**Selected text**
* * * * * * *
It should come as no surprise that the Air America pilot and flight mechanic found 
themselves in a heap of trouble with the State Department REMF’s in Vientiane. (REMF is an 
acronym. The first three words are Rear, Echelon, and Mother.) In spite of the striped-pants 
cookie-pushers' discomfort at (horrors!) an inter*national incident (or perhaps, partly because of 
it) these guys were heroes to everybody in the theatre who didn't wear puce panties and talk with 
a lisp. They accomplished a couple of firsts: (1) The first and only combat shootdown of a biplane 
by a helicopter, and (2) The first known CIA air-to-air victory. Not bad for a couple of spooks.
* * * * * * *
**List of tasks**
(a) Does each statement below agree with the Air America text? Answer yes or no for each and quote the words of the text that decide it.
(i) The text gives "Rear" and "Echelon" as two of the words behind the acronym REMF.
(ii) The State Department staff in Vientiane praised the pilot and flight mechanic.
(iii) The text calls the event the first known CIA air-to-air victory.
(b) Answer these from the Air America text:
(i) In what city was the State Department staff located?
(ii) What are the first three words of the acronym REMF?
(iii) What type of aircraft was shot down, and what type of aircraft shot it down?

**Exercise data**
* * * * * * *
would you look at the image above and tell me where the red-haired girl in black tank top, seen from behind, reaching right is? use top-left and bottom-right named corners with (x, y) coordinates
* * * * * * *
**Answers in order**
(a)
(i) Yes: "The first three words are Rear, Echelon, and Mother."
(ii) No: "found themselves in a heap of trouble with the State Department"
(iii) Yes: "The first known CIA air-to-air victory."

(b)
(i) Vientiane.
(ii) Rear, Echelon, and Mother.
(iii) A biplane was shot down by a helicopter.